What you are asked to do — From top to bottom, retype the data exactly, passing over any picture.

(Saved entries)
= = = = =

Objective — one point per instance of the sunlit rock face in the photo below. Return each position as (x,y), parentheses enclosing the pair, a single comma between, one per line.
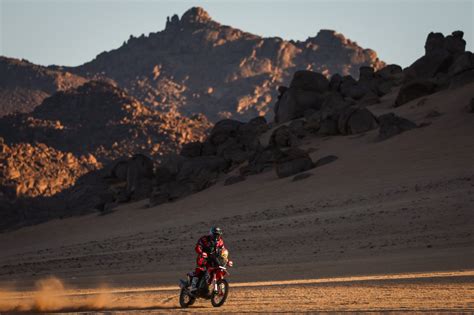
(24,85)
(197,65)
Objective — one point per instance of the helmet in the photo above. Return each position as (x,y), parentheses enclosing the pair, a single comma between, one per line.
(216,232)
(225,256)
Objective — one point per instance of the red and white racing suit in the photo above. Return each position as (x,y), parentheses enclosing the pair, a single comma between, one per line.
(206,245)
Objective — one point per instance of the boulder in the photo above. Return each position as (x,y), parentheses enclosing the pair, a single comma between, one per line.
(434,42)
(390,73)
(454,43)
(163,175)
(297,128)
(257,125)
(461,79)
(291,162)
(333,105)
(325,160)
(285,107)
(283,137)
(366,73)
(347,83)
(328,127)
(335,82)
(358,121)
(232,151)
(224,129)
(262,160)
(413,90)
(119,170)
(234,180)
(193,168)
(309,81)
(462,63)
(312,122)
(392,125)
(192,149)
(301,176)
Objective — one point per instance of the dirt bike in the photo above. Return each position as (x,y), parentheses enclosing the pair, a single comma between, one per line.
(212,285)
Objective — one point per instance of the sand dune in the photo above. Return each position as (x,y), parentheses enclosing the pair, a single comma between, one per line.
(398,206)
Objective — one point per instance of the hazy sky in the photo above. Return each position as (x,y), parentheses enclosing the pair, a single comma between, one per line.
(71,32)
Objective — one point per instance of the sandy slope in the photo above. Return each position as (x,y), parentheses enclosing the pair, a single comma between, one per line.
(402,205)
(416,292)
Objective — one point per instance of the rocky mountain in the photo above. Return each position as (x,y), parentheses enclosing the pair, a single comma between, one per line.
(24,85)
(100,119)
(197,65)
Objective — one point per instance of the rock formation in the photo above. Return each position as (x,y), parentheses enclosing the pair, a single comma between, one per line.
(24,85)
(197,65)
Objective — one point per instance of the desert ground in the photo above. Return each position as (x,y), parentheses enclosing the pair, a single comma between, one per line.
(398,212)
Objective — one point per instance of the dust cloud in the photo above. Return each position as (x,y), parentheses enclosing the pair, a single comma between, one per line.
(51,295)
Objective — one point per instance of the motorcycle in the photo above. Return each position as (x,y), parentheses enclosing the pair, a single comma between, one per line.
(212,286)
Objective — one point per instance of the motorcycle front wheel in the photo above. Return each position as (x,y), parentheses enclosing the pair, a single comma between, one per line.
(185,300)
(218,298)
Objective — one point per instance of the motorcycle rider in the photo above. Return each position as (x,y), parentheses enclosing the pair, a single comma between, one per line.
(206,245)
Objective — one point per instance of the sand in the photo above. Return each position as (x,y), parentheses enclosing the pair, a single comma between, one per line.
(404,205)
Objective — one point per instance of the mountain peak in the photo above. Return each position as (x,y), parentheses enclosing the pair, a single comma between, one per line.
(193,17)
(196,15)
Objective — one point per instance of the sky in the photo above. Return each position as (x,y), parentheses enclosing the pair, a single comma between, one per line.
(72,32)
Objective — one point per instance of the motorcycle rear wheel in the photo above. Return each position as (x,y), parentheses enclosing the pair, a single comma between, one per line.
(219,298)
(185,300)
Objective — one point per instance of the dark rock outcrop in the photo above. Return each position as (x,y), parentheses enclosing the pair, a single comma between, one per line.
(291,162)
(234,180)
(413,90)
(392,125)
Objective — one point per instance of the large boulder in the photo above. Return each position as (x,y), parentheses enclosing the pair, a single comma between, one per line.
(193,168)
(223,130)
(232,151)
(307,91)
(234,180)
(463,62)
(390,72)
(309,81)
(413,90)
(192,149)
(291,162)
(392,125)
(440,52)
(356,120)
(283,137)
(262,160)
(285,107)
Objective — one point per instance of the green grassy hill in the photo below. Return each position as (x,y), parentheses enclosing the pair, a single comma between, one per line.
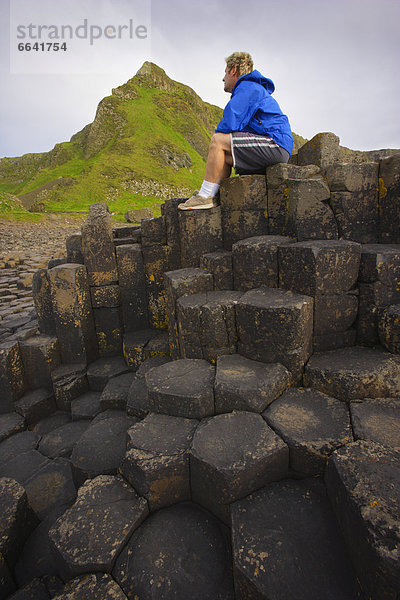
(148,142)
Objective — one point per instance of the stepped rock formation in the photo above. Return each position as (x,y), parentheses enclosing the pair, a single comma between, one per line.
(211,407)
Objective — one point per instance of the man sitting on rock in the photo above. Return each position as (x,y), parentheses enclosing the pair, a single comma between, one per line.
(252,134)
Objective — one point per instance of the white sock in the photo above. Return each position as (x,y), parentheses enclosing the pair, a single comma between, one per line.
(208,189)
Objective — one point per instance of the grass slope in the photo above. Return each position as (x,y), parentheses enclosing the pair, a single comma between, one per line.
(148,141)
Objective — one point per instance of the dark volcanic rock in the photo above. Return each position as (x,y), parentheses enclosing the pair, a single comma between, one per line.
(219,263)
(48,424)
(354,373)
(69,382)
(101,371)
(319,267)
(24,466)
(232,455)
(206,324)
(137,403)
(389,328)
(101,448)
(179,552)
(244,384)
(280,533)
(115,394)
(95,586)
(40,355)
(51,487)
(275,325)
(312,424)
(61,441)
(17,444)
(255,261)
(10,423)
(157,460)
(90,535)
(182,388)
(86,406)
(36,405)
(363,482)
(36,558)
(35,590)
(16,519)
(377,420)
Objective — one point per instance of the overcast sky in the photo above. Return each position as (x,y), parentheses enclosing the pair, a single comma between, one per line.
(334,62)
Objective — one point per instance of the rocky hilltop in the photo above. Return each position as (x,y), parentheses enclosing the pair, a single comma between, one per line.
(207,405)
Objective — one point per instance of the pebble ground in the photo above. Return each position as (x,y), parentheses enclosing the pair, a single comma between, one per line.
(24,248)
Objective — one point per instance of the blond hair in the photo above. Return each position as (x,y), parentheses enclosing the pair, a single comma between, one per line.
(241,61)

= = = = =

Exercise response —
Objective — one point per instance of the sunlit rock face in the photo below. Return each position as (x,y), parentheses enclosing the pair, a single comma between, one per line.
(24,85)
(197,65)
Objective — one point per instance of the helmet in the photo above. Return each position as (x,y), parentheses enclosing the pair, a single comma between, one per line.
(216,232)
(225,256)
Objective — one point per instance of the red and white racing suit in the photo above. Return each position as (x,y), parentheses enclosing the pair, a single comma between, one per line.
(206,245)
Objective — one point per instance of the boulder in the photo above. Return each position as (x,y), parentheses enclosing the pair, a single comma between, one per line.
(434,42)
(390,73)
(454,43)
(163,175)
(297,128)
(257,125)
(461,79)
(291,162)
(333,105)
(325,160)
(285,107)
(283,137)
(366,73)
(347,83)
(328,127)
(335,82)
(358,121)
(232,151)
(224,129)
(262,160)
(413,90)
(119,170)
(234,180)
(193,168)
(309,81)
(462,63)
(312,122)
(392,125)
(192,149)
(301,176)
Objective — one point per instance of the dirt bike in the photo above. Return each position as (x,y), parentheses enclosing the pair, a single comma between, one per line.
(212,285)
Objective — one point per instance of the sand dune in the photo above. Return each position as (x,y), parentheses enclosing the pair, a single comma between, one per line.
(398,206)
Objective — one point per instance of the hazy sky in the photo above. Return each position as (x,y), parentheses enclosing the pair, a single comma between, one per line.
(71,32)
Objective — one point per instance of the sandy slope in the photo above. Return each position as (x,y), parentheses enclosing the pair, a single comma between, one per line.
(402,205)
(416,292)
Objective — one point per instance of the rocky mountain in the photo above. Return each position as (x,y), parentheses enclosing the pair, a single comma between, one per line.
(24,85)
(100,119)
(197,65)
Objective — one point per instance of the rock formation in the photo above. Return each position as (x,y), parentheses enclosing the pair, a single comma between, one per line.
(24,85)
(197,65)
Objective — one point per instance of the desert ground in the photo above. Return each position as (x,y), parentheses enclosing the pair, a single comma between, one per line.
(398,212)
Objective — one point per instance of the dust cloud in the photo above. Return each position as (x,y), parentheses enclosing the pair, a single comma between, one per line.
(51,295)
Objective — one point per instance of the motorcycle in the photo above. Return each position as (x,y), parentheses enclosing the pair, a single comma between, one per line.
(212,286)
Objective — one point per instance of the motorcycle front wheel in the photo above. Return each position as (x,y), parentheses enclosing the pair, a single comma between, one per line.
(185,300)
(218,298)
Objective — one point per instance of the motorcycle rider in the photo above. Return each position as (x,y), parentheses enclosing the pair, a single comma between, one per line.
(206,245)
Objective — one point per instance of the sand in the photo above. Return each position as (x,y), parentheses enclosing the pair, a single comma between, one per line.
(404,205)
Objective — one point per instance of the mountain peak in the photo above. Return each position as (x,y), parentheses enclosing the pair, a single comma between, one per line.
(193,17)
(196,15)
Objective — one point per instance of the sky in the photo above. Return each position as (x,y), parentheses enclosing the pair, a single comma between, one per line.
(72,32)
Objective — one point per instance of the motorcycle rear wheel in the photo above. Return each position as (x,y), parentheses enclosing the pair, a single comma between, one per line.
(219,298)
(185,300)
Objective — one point per instance of the dark rock outcrop in the photo above. Return each position as (x,y), parentheses enclosing the pair, a single comma between, one per line.
(291,162)
(234,180)
(413,90)
(392,125)
Objective — one point per instance of the large boulder in the photo above. Return each position as (x,y), parentheses enclosing the pair, a single comma between, one per line.
(193,168)
(223,130)
(232,151)
(307,91)
(234,180)
(463,62)
(390,72)
(309,81)
(413,90)
(192,149)
(291,162)
(392,125)
(440,52)
(356,120)
(283,137)
(262,160)
(285,107)
Objective — one point per instance of the green grassy hill in the photo below. Return each position as (x,y), parentheses enclosing the pair, a single comma between, one per line.
(148,142)
Objective — one point per instance of the stepped rock formation in the photo above. Return each position as (x,y), parentheses enclosing the pair, a single comma between, one per line.
(211,407)
Objective — one point per instance of the man sitting on rock in the photo above. Return each position as (x,y), parentheses enclosing the pair, a single comma between, one per line.
(252,134)
Objective — one point per instance of the white sock in the photo above. Return each position as (x,y), parentheses enclosing the pair, a single comma between, one per line.
(208,189)
Objective — one point per instance of the grass slope in the photo above. Return each position as (x,y), parentheses enclosing the pair, a single comma between, one per line.
(148,141)
Objective — one point per instance of the dark volcanic rock in the photo above. Return each position as (x,y), parentheses enclosing the pair, a single comma between, one per line.
(219,263)
(48,424)
(354,373)
(69,382)
(101,371)
(319,267)
(24,466)
(232,455)
(206,324)
(137,403)
(389,328)
(101,448)
(179,552)
(244,384)
(280,533)
(115,394)
(95,586)
(40,355)
(51,487)
(275,325)
(312,424)
(61,441)
(17,444)
(255,261)
(10,423)
(157,460)
(90,535)
(182,388)
(86,406)
(36,405)
(363,482)
(36,558)
(35,590)
(16,519)
(377,420)
Objective — one point per instance of the overcast sky in the photo above. Return each position as (x,y), parentheses enclosing the pair, a single comma between, one per line.
(334,62)
Objective — one point per instance of the rocky hilltop in the photo above. Return each position as (x,y), parentheses enclosing the pair, a single comma between, one per line.
(207,405)
Objective — one point per instance of the pebble ground in the photo above. Return each position as (x,y), parentheses enclosing the pair, a single comma between, one per line.
(24,248)
Objective — one point per instance of the blond hair in the photo above. Return each position as (x,y), parentheses enclosing the pair, a single comma between, one per line.
(241,61)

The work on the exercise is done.